• [Your assignment]: Every line from the first in the listing below to the line containing "Objective — for every instance of the camouflage cap, place" is to be repeated exactly, and no line past it.
-- Raw data follows --
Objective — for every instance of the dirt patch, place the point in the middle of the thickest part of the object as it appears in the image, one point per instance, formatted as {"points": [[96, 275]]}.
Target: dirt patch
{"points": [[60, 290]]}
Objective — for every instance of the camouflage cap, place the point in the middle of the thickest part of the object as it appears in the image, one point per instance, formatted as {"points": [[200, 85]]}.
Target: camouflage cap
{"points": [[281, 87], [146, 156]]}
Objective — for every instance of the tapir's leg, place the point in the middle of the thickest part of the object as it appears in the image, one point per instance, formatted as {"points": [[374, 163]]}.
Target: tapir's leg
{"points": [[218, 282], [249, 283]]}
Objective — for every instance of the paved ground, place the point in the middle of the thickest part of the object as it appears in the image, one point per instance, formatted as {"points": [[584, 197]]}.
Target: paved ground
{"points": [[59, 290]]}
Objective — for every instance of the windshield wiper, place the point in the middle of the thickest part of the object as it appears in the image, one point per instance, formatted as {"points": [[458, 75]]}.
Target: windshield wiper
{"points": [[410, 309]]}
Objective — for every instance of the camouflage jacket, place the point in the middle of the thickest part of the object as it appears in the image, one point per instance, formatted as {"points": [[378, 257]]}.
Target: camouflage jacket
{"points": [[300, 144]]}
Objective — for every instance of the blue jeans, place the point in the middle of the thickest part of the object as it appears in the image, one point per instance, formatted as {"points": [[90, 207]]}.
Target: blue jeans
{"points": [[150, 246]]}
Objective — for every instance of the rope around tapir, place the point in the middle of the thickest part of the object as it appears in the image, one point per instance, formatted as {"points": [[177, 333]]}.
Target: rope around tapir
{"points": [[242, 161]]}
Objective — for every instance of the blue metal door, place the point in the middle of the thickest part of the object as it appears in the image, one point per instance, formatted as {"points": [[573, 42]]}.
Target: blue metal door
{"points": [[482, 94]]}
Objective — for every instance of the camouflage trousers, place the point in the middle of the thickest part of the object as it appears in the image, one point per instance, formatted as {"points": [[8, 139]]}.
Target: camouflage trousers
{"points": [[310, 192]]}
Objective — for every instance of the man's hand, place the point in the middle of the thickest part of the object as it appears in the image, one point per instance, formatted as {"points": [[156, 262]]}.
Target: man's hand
-- Raw data concluded --
• [Result for this exercise]:
Objective — for every instance of the dirt patch, place the point in the middle of the thickest part of the object as it appears in the image, one point per instance, formatted as {"points": [[96, 275]]}.
Target: dirt patch
{"points": [[60, 290]]}
Objective — for every instance of the camouflage cap, place the point in the middle of the thickest part of the object as it appears in the image, one point per instance, formatted as {"points": [[200, 85]]}.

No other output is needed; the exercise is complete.